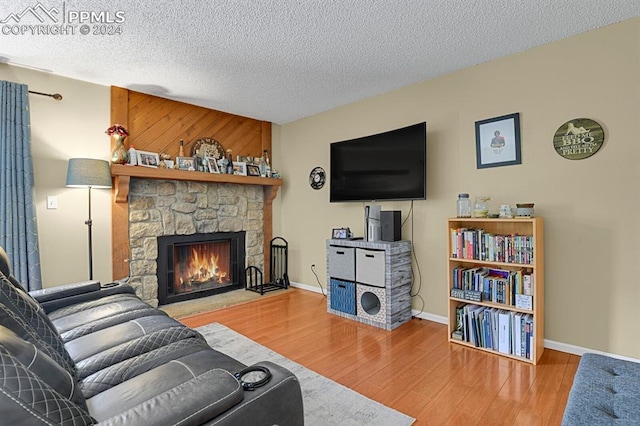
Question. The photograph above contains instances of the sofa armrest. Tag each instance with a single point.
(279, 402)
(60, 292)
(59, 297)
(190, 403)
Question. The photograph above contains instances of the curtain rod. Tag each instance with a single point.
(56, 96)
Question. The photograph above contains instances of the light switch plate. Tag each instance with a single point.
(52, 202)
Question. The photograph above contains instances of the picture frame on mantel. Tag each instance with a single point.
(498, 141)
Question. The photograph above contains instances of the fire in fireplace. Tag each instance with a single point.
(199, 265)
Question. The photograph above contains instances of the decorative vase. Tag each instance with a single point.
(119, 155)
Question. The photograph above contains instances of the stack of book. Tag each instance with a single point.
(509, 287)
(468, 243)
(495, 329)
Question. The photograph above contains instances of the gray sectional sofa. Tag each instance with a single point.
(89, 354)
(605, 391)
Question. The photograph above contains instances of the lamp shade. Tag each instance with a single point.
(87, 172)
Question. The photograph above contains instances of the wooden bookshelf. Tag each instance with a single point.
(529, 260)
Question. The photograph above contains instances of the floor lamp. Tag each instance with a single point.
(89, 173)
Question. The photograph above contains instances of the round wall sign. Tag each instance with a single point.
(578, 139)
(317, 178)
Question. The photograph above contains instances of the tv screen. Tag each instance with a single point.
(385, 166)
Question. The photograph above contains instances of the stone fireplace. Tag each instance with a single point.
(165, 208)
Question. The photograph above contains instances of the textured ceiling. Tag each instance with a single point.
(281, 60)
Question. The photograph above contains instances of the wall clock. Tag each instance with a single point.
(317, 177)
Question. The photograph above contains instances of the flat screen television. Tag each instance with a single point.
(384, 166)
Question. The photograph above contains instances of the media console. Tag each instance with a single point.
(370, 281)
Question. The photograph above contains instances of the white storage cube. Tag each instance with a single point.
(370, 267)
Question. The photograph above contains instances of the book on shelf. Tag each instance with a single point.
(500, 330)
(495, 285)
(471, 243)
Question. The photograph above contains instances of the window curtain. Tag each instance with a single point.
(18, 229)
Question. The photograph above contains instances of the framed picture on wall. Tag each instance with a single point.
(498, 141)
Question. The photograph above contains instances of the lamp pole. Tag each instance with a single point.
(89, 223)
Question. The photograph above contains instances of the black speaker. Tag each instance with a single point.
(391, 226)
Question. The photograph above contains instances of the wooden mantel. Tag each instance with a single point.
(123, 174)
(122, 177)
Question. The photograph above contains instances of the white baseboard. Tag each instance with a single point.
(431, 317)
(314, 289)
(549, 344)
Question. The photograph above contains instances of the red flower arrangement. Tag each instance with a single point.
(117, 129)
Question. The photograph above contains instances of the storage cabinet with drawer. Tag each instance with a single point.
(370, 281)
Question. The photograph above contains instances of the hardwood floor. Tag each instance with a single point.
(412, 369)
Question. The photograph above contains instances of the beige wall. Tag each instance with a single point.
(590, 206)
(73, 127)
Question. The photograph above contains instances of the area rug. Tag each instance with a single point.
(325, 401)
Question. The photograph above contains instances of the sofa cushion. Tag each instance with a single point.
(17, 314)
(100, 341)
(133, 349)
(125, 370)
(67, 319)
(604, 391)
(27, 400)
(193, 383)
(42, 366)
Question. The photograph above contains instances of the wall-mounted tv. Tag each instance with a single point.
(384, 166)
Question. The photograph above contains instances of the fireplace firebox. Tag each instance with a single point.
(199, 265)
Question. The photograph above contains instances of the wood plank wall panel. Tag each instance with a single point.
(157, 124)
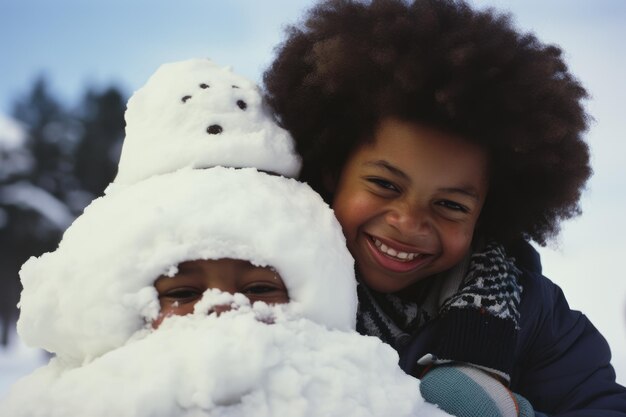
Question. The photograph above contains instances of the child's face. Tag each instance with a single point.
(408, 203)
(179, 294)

--

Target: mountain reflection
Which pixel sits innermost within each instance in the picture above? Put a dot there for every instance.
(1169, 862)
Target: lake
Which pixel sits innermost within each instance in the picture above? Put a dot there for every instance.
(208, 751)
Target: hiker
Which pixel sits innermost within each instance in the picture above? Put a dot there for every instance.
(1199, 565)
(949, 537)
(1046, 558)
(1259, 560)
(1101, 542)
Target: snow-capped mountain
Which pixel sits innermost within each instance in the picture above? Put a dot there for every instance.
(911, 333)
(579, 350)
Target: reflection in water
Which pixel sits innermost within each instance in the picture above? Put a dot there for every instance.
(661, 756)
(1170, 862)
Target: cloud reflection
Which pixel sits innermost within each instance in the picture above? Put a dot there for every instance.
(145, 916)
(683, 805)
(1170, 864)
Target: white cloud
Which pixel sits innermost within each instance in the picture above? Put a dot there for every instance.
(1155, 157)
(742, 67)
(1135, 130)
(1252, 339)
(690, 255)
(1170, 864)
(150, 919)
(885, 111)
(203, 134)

- **Requirement**: Find every line in the material above that contains the word "mantel", and copy each one.

- **Task response**:
Question. The photograph above contains instances of the picture frame on mantel. Tag each instance with a single point.
Question. The photograph above contains instances of the wooden mantel. Tag each instance with a single point.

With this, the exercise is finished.